• Do this
Switch every "sample" to "template" in the entries, beginning at the line that has "TARGET: farm machinery" and stopping after the line that has "column 129, row 1217". Give back only those lines, with nothing else changed.
===== Data to use =====
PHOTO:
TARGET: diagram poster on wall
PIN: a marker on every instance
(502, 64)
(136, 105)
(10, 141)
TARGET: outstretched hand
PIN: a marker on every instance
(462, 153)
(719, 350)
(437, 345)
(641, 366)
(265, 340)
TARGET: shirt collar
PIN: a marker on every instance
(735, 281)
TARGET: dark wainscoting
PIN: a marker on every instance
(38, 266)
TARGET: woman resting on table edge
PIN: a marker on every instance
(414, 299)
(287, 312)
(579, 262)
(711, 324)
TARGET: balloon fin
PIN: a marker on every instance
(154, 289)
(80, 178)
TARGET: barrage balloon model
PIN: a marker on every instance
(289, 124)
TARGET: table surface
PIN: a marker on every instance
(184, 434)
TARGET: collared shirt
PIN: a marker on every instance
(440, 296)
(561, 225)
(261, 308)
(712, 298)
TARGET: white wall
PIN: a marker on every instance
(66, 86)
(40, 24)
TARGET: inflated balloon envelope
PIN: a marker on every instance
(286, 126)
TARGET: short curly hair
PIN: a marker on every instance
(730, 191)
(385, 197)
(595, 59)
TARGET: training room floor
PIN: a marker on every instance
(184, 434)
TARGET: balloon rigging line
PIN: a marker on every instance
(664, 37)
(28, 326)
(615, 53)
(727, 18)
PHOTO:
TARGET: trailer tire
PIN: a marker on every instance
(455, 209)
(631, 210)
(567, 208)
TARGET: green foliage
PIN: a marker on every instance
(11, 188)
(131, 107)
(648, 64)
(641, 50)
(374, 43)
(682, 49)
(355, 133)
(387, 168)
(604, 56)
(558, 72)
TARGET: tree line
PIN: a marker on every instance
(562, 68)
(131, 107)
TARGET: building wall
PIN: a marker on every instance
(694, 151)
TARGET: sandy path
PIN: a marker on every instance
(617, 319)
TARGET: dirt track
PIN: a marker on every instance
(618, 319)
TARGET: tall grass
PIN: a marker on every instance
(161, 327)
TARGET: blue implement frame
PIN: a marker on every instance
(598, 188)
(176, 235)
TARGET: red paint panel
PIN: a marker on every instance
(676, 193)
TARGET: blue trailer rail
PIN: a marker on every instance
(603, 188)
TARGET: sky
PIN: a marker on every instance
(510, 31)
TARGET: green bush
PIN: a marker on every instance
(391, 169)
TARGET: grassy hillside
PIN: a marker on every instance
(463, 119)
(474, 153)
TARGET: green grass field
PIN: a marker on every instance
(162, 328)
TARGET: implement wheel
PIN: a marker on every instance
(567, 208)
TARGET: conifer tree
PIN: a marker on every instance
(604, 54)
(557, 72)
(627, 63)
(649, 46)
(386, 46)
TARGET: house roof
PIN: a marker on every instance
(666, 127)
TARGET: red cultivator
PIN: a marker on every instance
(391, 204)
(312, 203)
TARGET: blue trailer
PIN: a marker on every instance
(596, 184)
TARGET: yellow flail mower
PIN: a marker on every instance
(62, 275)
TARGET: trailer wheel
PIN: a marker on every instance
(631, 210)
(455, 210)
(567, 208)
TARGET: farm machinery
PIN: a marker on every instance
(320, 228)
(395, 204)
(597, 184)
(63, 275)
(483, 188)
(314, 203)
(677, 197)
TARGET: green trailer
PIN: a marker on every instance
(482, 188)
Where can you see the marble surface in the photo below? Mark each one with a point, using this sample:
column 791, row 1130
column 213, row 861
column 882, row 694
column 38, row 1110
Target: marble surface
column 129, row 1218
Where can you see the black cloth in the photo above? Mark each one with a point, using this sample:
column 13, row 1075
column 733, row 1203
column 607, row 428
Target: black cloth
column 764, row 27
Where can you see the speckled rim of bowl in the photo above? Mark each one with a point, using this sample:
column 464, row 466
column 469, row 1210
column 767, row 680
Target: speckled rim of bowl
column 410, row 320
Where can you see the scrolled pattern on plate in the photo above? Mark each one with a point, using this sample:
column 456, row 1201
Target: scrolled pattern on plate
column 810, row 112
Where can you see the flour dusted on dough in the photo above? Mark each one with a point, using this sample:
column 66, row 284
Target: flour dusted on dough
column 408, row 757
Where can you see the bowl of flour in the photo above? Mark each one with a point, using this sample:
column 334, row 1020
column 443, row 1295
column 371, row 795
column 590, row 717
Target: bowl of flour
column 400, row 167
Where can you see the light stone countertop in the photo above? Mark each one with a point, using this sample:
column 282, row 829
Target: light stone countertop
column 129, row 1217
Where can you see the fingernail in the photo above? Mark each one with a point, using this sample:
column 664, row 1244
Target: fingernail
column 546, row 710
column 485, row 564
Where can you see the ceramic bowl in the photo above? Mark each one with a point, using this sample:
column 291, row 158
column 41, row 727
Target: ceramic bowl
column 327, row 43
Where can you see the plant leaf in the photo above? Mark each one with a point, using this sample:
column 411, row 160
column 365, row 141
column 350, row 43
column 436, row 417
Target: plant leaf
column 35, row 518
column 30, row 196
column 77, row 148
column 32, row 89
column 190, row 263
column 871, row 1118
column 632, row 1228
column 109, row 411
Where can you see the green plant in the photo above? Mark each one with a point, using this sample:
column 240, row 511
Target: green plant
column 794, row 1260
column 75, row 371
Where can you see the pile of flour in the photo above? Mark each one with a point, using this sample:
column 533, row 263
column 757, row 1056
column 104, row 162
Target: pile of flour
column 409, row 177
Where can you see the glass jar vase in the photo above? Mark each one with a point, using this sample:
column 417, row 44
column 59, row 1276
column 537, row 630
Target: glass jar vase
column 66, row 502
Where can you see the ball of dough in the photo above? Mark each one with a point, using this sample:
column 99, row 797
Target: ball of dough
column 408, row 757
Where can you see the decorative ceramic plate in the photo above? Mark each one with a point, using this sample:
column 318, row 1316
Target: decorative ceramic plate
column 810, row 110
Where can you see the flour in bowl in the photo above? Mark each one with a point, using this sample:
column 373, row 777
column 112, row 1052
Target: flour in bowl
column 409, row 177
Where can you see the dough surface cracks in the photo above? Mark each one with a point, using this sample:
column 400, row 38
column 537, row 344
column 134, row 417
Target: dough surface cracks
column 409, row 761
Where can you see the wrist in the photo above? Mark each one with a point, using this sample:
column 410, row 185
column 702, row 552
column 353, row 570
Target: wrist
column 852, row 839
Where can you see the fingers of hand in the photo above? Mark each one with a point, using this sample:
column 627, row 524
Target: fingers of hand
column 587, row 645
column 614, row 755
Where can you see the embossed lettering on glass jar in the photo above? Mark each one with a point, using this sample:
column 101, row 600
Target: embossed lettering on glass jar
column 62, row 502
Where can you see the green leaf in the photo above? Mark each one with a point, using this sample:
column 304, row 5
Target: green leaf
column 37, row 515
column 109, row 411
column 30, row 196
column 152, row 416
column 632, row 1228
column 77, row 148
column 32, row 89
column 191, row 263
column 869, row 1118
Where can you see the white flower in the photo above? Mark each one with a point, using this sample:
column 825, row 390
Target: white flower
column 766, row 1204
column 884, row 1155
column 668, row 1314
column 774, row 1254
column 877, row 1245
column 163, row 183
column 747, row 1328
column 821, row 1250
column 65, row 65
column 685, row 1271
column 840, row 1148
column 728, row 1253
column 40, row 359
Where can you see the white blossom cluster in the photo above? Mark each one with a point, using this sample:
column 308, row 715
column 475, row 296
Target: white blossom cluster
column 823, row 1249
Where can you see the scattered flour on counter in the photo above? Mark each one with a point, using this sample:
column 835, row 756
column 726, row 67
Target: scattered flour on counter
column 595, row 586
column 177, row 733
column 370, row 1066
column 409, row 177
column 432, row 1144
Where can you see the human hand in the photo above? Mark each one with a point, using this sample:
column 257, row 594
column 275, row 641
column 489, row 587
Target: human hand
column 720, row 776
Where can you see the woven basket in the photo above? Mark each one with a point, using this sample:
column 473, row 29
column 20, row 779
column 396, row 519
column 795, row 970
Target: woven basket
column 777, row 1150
=====
• Result
TARGET: farm machinery
PIN: a marker on every instance
(320, 228)
(395, 204)
(597, 184)
(63, 275)
(483, 188)
(314, 203)
(677, 197)
TARGET: green trailer
PIN: a marker on every instance
(482, 188)
Where can you see the marble surface in the photo below? Mark each one with a point, using this template:
column 791, row 1130
column 213, row 861
column 882, row 694
column 38, row 1110
Target: marble surface
column 129, row 1218
Where can you see the black cloth in the photo above? Mark each one with a point, using this template:
column 13, row 1075
column 733, row 1203
column 607, row 428
Target: black cloth
column 764, row 27
Where can you see the speckled rim of bowl in the photo above? Mark each one with a point, using this template:
column 464, row 466
column 469, row 1210
column 767, row 680
Target: speckled rim of bowl
column 410, row 320
Where can you see the scrolled pattern on plate in the photo above? Mark each one with a point, using this template:
column 456, row 1201
Target: scrolled pattern on plate
column 810, row 112
Where can you see the flour dusted on dough in the photo above? Mark each one with a point, using this template:
column 66, row 284
Target: flour dusted on dough
column 408, row 757
Where can you see the bowl of flour in the photo above? Mark each one with a point, using this template:
column 334, row 1020
column 443, row 1295
column 371, row 795
column 590, row 717
Target: bowl of flour
column 400, row 167
Where can you see the light stone countertop in the photo above? Mark each one with a point, using this template:
column 282, row 829
Target: light stone countertop
column 129, row 1217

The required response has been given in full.